▸ **Given problem**:
Reproduce the lines below word for word, without the pictures.

▸ **Data for processing**:

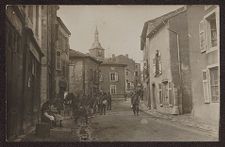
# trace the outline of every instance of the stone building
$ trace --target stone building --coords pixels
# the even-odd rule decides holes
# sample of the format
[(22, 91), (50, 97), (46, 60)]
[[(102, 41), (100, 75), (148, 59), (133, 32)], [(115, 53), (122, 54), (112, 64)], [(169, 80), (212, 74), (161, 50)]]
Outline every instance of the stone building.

▸ **Answer for this exercise**:
# trace the outline of every instance of the stone building
$ trace --target stone building --coords pixels
# the even-odd rule decides holes
# sample of the format
[(22, 91), (50, 97), (46, 60)]
[[(102, 41), (100, 75), (148, 59), (133, 32)], [(115, 53), (122, 54), (112, 64)], [(169, 80), (212, 74), (161, 50)]]
Outline every instance of the stone building.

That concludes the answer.